— begin Material for the task —
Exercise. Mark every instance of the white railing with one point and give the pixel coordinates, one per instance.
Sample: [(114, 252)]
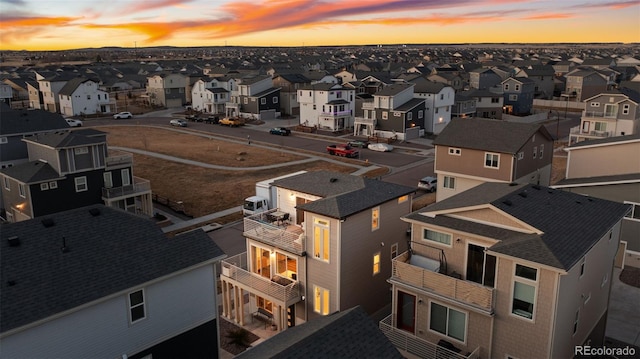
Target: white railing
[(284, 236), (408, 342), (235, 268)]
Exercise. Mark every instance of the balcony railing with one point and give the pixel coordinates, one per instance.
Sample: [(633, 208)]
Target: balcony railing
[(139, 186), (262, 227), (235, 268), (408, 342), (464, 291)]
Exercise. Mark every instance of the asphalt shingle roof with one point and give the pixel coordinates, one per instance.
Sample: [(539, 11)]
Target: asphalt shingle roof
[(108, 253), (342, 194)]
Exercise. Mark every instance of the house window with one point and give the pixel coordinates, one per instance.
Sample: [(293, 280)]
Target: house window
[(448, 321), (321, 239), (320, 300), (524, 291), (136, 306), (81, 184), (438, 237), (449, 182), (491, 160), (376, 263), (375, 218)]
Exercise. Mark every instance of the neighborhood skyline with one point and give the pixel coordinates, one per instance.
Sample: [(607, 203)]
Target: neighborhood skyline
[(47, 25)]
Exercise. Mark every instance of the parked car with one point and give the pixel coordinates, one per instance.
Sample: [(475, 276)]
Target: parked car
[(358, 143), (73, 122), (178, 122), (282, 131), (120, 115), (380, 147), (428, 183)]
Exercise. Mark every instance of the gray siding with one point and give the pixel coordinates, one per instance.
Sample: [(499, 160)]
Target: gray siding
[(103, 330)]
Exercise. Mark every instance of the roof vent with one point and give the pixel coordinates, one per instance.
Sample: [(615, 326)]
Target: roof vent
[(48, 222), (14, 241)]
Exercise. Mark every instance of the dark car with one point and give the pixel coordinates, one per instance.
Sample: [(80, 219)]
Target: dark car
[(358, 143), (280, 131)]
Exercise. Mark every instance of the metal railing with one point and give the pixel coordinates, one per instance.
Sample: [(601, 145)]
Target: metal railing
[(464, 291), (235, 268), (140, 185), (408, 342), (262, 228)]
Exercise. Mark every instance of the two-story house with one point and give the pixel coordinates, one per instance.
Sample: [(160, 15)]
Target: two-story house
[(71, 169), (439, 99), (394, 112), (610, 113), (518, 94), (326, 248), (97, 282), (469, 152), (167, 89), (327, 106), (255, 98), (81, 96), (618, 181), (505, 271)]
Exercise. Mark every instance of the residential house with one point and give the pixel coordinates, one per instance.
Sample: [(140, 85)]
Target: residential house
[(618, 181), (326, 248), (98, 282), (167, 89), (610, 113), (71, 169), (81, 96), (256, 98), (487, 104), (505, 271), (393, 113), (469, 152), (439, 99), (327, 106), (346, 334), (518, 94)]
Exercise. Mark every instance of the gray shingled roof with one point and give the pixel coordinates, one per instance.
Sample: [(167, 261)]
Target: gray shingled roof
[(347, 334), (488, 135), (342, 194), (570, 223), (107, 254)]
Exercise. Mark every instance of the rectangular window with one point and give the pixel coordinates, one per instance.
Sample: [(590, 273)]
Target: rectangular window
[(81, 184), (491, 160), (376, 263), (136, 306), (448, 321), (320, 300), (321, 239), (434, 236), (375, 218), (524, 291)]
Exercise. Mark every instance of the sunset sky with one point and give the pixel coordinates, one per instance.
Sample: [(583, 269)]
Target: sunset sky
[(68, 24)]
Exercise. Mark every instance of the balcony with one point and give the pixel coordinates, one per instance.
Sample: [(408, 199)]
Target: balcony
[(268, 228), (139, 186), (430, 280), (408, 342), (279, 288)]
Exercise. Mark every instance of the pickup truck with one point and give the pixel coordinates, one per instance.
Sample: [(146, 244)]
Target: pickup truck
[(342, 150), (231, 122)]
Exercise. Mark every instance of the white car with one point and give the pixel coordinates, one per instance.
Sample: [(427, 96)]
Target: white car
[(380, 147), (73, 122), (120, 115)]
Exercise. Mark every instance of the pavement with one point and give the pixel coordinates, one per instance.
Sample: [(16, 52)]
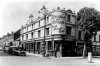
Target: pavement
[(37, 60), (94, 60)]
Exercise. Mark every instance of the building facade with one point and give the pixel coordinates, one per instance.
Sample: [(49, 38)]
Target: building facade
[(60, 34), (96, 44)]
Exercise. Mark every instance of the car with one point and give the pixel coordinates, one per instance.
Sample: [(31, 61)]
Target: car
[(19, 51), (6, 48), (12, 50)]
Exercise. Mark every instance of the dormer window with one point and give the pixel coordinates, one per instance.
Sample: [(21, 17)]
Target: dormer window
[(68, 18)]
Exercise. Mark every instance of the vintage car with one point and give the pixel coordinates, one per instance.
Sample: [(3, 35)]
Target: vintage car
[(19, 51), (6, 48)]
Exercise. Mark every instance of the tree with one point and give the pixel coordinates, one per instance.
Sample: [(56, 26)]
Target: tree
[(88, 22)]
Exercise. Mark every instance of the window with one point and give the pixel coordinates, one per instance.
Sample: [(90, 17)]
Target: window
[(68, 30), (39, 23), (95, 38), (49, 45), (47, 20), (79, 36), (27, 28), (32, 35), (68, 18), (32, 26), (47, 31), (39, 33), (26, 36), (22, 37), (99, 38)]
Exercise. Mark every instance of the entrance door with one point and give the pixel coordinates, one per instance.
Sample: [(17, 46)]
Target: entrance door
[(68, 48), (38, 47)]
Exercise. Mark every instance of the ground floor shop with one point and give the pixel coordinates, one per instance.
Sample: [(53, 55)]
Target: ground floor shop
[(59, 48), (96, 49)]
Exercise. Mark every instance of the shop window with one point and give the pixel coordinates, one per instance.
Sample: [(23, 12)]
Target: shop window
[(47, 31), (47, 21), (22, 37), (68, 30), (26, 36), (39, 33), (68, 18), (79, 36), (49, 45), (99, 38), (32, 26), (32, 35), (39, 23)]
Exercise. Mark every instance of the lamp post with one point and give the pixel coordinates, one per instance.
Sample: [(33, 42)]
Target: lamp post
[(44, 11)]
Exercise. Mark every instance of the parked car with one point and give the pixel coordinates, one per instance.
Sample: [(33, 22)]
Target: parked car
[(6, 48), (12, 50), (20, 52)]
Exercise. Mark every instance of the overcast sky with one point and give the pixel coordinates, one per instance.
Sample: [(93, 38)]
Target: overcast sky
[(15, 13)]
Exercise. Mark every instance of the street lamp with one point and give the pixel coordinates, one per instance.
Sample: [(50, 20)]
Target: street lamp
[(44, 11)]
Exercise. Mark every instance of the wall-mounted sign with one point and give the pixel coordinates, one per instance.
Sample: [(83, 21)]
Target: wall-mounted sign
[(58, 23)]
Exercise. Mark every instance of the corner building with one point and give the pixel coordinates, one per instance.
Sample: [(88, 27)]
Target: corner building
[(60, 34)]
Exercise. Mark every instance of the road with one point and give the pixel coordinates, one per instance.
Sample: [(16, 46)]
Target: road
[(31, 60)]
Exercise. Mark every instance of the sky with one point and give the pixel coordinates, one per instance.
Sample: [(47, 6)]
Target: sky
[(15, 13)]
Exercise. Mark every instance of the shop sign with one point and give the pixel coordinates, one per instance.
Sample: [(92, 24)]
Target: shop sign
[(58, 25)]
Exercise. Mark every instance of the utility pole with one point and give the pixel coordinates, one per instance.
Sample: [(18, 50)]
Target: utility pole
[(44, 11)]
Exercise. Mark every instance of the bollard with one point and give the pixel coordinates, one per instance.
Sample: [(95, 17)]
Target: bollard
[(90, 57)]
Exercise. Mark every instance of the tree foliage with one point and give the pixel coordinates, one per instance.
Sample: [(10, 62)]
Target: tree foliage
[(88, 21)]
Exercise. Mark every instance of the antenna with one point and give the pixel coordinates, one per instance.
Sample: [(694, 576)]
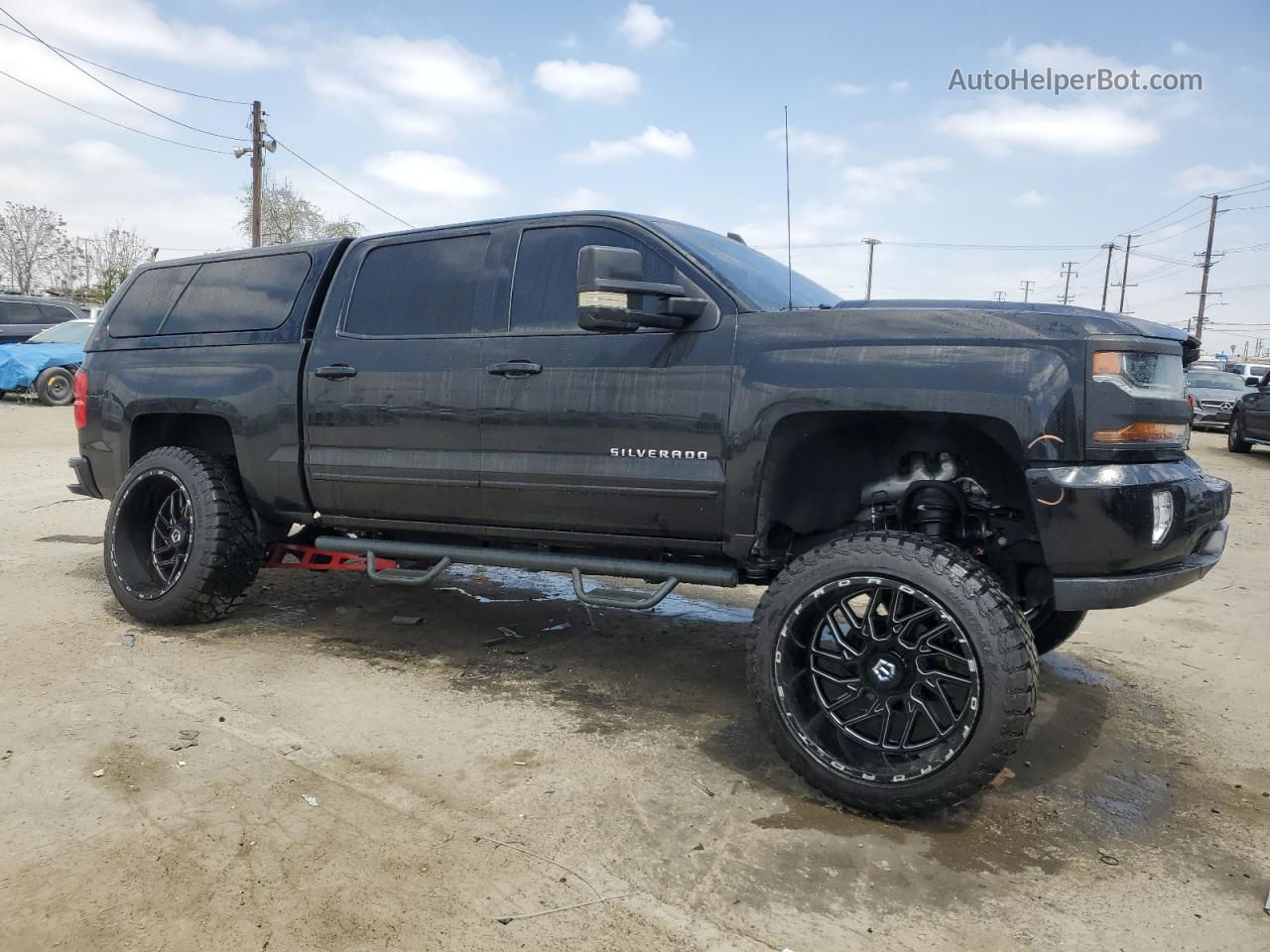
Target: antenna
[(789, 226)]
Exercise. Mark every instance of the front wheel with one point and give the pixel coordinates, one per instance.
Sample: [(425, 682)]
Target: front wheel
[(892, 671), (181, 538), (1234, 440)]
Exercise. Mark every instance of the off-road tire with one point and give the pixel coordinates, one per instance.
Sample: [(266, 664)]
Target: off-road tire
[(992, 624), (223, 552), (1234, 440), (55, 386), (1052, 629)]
— end Material for the task —
● **What to produce**:
Copy the lines of the records above exactly, starting at the line that contains "Exercise. Mark every instance of the gray siding" and ending after the line that contains "[(48, 222), (14, 241)]".

● **Answer for this exercise**:
Exercise. Mark every instance of the gray siding with one point and give the pixel coordinates, one per instance.
Sample: [(499, 160)]
Target: gray siding
[(103, 330)]
Exercise. Mark every instance of the roof vent with one point and give the pixel coordinates, one per instance.
Sample: [(615, 326)]
Target: roof vent
[(48, 222), (14, 241)]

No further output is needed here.